Retype the entries exactly, keeping every line intact.

[Material shown Boundary: Start]

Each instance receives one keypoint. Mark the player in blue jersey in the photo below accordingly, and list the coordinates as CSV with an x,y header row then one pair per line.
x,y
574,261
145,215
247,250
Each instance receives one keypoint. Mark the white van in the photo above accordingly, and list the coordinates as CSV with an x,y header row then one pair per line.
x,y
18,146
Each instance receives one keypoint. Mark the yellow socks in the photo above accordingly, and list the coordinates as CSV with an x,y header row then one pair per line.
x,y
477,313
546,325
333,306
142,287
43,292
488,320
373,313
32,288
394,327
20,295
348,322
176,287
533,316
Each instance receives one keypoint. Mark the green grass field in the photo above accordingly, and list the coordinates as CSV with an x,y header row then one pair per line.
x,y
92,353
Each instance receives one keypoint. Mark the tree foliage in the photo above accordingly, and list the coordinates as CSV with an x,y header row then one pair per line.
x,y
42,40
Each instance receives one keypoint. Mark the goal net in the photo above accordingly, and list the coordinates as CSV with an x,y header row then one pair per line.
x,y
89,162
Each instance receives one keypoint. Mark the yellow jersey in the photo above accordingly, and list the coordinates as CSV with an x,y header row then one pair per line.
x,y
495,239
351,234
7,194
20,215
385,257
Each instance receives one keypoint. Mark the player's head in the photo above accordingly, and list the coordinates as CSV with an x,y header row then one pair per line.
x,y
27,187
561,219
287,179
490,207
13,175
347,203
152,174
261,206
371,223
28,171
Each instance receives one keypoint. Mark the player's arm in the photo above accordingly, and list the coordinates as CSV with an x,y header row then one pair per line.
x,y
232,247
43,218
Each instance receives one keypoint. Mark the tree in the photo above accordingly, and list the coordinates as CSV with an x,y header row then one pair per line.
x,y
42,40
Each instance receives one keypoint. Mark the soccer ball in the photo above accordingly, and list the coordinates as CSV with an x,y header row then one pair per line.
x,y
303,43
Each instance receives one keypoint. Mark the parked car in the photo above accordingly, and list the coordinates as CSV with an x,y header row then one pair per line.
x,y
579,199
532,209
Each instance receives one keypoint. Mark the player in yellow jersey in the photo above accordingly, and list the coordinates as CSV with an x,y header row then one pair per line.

[Material shown Boundary: End]

▸ **Response**:
Each instance receives one keypoint. Mark the player in blue jersey in the photo below accordingly, and list the coordinates as CSV with an x,y header row then one pair per line.
x,y
574,261
145,215
247,250
Each instance receives one keypoint. Mark the white van in the photo above accordingly, and list the coordinates as CSV with an x,y header row then one pair per line.
x,y
18,146
Each instance receives one keypoint. Mark the yellow socks in the photo above accordingly, and list the coordinates as CSV with an x,y header row then one pair per line.
x,y
477,313
546,325
333,306
142,287
43,292
488,320
373,313
32,288
394,327
20,295
348,322
176,287
533,316
Each instance receives one keypoint. Mark the green grass field in the photo above accordingly, and list the coordinates as CSV with an x,y header row then one pair per line.
x,y
92,353
Each instance receives one keypoint. Mark the tree foliage in the photo above accordingly, and list the coordinates as CSV with an x,y header row then one pair per line.
x,y
42,40
Each instance receives one keypoint. Mark the goal net in the photo above accordingly, and list the coordinates as CSV with an x,y header row then one pair per line.
x,y
89,162
Each instance receives one keypoint. Mark the yellow jersey in the photo above accordingly, and list the coordinates as CSV with an x,y header row then one pair per line.
x,y
495,239
351,234
7,194
20,215
385,257
Each instance receives one keypoint. Mark the player's head in the photo above accordingly, and list the coordinates as CSV with an x,y header row then one pair per line.
x,y
27,187
561,219
287,179
490,207
13,175
347,203
152,174
261,206
371,223
28,171
Each instance receives one keypoint. Mark the player's arm in the photo above accordingly, and list the coordinates as CSV with an x,y header row then one pair per line.
x,y
232,247
43,218
Each instance receives one keypoint. Mark the tree in the photo above accordingly, and list the coordinates as CSV with an x,y header row then one pair per line.
x,y
42,40
Each instance receives one keypoint. Mark the soccer ball in the photo above accordingly, and list the coordinates as CSV with an x,y header row then one pair per line.
x,y
303,43
Each instance receives one keypoint. Mark the parked car in the photo above accordingly, and list the coordinates as CSV with an x,y header row then one pair per line.
x,y
579,199
532,209
Each instance receives one keypoint. Mark the player in yellow jersey in the photo above accordingly, and list the coordinates as CSV with an x,y header row then one pair per line.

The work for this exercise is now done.